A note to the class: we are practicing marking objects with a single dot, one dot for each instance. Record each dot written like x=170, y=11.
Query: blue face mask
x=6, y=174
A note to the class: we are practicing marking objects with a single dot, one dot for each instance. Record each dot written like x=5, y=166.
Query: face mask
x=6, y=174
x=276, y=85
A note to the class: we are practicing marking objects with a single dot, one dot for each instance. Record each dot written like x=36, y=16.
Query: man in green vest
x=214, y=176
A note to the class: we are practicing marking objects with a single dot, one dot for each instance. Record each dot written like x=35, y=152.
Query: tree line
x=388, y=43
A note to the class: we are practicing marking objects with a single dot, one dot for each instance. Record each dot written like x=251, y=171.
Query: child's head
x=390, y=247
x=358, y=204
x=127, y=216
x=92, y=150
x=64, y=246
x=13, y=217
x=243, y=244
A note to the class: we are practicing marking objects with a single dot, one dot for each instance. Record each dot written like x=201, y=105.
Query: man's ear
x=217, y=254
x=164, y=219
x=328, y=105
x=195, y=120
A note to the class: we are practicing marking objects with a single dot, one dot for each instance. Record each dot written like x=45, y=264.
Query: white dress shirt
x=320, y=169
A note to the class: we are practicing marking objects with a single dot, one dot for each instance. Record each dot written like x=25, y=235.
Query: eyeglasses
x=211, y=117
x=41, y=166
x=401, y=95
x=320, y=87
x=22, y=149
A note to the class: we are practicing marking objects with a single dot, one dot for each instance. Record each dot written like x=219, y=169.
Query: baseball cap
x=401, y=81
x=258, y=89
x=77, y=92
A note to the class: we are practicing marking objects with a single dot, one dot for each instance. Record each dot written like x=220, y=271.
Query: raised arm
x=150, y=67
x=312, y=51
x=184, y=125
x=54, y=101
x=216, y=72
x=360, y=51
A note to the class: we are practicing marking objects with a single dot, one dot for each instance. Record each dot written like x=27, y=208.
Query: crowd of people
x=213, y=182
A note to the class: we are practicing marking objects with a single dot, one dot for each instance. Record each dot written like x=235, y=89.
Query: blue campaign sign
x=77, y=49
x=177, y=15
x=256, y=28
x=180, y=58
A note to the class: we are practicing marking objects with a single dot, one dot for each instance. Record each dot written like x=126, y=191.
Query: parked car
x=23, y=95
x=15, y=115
---
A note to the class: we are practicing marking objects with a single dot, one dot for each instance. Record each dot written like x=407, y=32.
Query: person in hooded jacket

> _Exercise directions_
Above is a listing; print exactly its lines from the one with "like x=170, y=11." through the one with "like x=5, y=166.", and no other lines.

> _Solved exercise_
A note to the class: we are practicing marking objects with a single dot, one dot for each instance. Record each dot written like x=170, y=11.
Query: blue face mask
x=6, y=174
A note to the class: we are practicing marking objects with a single dot, one dot for each instance. Record each dot written like x=5, y=166.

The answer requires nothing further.